─── GIVEN INFORMATION
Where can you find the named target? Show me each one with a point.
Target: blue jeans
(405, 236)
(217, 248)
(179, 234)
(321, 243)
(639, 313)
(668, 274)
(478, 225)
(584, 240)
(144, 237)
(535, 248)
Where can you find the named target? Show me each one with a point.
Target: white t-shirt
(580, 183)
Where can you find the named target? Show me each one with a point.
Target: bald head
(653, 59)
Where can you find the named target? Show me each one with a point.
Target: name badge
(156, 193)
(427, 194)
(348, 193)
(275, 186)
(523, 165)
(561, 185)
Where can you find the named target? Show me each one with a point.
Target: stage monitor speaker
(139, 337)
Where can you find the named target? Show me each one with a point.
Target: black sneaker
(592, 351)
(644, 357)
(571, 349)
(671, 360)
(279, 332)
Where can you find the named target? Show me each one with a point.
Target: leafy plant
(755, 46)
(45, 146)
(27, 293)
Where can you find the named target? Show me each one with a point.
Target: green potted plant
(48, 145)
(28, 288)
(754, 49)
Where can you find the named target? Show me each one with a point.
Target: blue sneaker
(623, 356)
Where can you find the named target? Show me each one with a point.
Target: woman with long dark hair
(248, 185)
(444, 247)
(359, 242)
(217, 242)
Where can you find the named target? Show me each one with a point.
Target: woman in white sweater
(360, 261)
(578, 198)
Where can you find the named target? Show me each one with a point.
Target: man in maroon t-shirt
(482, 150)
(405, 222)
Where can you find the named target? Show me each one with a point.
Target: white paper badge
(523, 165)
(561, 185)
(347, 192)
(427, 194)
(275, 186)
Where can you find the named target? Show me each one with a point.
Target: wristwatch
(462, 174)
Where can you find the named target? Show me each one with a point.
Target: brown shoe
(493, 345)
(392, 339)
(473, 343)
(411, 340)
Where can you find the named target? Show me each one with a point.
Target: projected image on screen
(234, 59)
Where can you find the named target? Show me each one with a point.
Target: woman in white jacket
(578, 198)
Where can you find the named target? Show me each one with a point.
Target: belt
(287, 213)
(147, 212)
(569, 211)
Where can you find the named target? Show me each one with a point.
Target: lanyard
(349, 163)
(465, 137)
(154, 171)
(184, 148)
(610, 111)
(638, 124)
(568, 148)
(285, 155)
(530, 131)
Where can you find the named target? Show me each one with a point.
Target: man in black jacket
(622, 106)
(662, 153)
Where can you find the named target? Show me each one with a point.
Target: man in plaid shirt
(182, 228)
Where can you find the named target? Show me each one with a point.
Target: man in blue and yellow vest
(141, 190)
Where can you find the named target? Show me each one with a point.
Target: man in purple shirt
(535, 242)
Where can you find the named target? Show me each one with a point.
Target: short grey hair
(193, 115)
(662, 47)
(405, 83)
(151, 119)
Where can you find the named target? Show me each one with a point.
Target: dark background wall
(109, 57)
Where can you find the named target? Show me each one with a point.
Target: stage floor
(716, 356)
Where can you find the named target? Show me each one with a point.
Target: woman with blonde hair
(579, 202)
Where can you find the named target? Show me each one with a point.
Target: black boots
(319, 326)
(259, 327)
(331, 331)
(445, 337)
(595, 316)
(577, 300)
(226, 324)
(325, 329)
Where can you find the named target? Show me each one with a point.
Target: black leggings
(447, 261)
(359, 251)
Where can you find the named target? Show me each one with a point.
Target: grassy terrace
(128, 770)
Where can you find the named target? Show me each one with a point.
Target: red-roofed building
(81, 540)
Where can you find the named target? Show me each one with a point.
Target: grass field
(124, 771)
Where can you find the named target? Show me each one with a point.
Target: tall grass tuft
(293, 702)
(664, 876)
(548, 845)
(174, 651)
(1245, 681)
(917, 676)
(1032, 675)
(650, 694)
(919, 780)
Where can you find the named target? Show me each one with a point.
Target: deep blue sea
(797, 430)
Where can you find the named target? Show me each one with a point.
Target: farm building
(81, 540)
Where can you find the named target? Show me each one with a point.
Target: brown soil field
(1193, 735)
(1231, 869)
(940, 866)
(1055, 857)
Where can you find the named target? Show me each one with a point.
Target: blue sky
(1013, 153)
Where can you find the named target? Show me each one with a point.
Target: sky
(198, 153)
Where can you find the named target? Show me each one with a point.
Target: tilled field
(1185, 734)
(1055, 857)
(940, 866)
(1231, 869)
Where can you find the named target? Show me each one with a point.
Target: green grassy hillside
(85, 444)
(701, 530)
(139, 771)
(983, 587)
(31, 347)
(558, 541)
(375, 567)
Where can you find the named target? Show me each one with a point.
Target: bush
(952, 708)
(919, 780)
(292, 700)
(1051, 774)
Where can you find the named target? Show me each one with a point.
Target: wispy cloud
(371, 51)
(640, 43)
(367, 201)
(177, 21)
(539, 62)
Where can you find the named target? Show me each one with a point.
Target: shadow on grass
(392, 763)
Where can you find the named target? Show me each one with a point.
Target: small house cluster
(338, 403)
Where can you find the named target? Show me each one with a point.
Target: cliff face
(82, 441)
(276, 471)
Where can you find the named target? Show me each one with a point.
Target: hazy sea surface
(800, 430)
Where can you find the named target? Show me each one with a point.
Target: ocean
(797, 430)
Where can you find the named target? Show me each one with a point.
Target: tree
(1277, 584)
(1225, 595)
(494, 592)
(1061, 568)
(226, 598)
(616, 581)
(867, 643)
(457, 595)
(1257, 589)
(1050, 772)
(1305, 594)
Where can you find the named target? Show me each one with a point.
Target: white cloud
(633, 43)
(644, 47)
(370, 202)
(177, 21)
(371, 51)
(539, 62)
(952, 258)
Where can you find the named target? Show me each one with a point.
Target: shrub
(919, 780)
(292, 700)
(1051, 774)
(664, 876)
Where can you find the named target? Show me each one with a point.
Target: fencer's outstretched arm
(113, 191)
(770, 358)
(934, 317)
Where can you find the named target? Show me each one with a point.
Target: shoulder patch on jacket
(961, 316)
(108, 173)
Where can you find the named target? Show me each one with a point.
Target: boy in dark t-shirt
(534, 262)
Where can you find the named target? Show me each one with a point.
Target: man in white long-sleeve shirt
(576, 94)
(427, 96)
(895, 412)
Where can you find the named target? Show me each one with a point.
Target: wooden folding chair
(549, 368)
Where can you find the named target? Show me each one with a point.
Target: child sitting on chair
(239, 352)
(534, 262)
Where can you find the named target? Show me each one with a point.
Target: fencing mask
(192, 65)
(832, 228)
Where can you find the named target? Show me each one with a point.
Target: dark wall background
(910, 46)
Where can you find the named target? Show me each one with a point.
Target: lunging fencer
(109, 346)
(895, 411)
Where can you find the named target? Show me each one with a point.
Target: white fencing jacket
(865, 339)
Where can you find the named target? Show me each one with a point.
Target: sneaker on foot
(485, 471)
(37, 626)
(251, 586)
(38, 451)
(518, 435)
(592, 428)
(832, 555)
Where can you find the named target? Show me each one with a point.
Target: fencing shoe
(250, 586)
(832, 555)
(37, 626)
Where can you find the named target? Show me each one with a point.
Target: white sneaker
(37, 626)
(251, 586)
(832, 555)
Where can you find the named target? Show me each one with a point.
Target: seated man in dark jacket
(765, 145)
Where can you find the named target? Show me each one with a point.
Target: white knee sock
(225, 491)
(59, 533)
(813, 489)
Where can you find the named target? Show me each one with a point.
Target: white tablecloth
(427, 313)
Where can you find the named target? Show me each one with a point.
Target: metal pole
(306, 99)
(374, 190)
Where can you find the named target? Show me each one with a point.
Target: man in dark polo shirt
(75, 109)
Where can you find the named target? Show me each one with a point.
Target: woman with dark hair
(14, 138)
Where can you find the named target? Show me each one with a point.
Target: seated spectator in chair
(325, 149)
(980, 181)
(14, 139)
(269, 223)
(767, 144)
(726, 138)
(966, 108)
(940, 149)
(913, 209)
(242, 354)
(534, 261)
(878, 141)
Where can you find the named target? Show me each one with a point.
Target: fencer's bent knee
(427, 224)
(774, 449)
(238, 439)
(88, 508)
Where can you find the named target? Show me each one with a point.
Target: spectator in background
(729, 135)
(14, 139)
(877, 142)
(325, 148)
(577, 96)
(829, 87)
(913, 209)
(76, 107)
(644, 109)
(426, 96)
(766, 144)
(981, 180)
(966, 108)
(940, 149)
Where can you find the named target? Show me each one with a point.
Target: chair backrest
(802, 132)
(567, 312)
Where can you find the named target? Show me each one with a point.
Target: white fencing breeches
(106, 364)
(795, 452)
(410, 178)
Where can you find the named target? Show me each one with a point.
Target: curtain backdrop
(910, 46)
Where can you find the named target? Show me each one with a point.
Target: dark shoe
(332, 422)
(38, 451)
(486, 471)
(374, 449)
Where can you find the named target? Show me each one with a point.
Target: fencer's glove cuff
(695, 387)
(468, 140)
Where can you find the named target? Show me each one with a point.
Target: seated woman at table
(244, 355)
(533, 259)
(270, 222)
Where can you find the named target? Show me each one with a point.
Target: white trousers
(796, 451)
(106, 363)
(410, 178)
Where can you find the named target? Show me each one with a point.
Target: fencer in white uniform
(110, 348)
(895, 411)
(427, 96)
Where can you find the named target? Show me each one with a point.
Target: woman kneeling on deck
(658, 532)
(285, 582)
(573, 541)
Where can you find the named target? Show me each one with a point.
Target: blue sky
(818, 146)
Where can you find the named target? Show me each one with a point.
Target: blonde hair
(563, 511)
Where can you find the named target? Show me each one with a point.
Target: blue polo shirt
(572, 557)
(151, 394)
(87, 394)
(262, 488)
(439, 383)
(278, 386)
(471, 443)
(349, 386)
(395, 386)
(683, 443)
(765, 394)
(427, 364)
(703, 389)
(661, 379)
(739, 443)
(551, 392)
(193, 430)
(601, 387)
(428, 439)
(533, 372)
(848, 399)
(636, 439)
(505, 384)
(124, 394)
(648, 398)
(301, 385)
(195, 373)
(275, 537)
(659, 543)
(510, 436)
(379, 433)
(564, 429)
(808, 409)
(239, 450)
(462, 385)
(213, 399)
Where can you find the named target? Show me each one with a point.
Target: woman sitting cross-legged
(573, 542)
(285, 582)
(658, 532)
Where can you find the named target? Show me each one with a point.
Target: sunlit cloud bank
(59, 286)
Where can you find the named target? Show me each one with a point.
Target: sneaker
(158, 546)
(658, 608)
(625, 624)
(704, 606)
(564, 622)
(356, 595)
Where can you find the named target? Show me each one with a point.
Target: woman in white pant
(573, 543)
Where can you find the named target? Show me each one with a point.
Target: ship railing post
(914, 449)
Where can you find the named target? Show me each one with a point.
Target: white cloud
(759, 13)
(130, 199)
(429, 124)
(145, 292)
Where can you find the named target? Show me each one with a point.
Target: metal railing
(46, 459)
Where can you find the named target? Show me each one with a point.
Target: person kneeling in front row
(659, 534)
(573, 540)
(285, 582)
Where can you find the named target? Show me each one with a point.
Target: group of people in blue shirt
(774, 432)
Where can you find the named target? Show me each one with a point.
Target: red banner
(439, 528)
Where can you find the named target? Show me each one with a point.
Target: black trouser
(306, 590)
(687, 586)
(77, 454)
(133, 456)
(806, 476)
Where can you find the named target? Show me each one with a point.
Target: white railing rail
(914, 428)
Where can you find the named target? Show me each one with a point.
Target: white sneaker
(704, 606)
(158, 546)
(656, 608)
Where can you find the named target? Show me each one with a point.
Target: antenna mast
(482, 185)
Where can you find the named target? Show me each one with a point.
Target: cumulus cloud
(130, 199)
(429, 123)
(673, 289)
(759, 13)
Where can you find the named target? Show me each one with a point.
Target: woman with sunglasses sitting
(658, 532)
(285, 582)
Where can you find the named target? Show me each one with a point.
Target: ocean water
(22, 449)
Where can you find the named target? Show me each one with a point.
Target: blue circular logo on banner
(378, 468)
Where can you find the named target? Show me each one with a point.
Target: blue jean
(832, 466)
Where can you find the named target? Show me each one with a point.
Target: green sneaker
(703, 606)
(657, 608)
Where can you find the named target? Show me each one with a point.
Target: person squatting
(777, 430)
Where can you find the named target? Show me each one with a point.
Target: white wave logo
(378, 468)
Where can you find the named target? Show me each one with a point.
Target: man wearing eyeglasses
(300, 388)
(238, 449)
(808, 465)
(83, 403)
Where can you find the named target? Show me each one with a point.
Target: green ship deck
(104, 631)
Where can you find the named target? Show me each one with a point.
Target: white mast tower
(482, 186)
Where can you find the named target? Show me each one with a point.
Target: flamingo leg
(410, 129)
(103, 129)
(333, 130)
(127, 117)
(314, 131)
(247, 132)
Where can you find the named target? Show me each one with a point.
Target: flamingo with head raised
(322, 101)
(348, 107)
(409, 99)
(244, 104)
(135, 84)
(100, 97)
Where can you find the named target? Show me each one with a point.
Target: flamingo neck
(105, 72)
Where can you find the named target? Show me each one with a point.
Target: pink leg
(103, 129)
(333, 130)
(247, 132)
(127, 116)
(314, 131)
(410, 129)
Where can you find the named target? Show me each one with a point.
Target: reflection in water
──────
— INSTRUCTION —
Count the lines above that contain the word "building", treating uppercase and lowercase as different, and give only the number.

— FINISHED EXERCISE —
2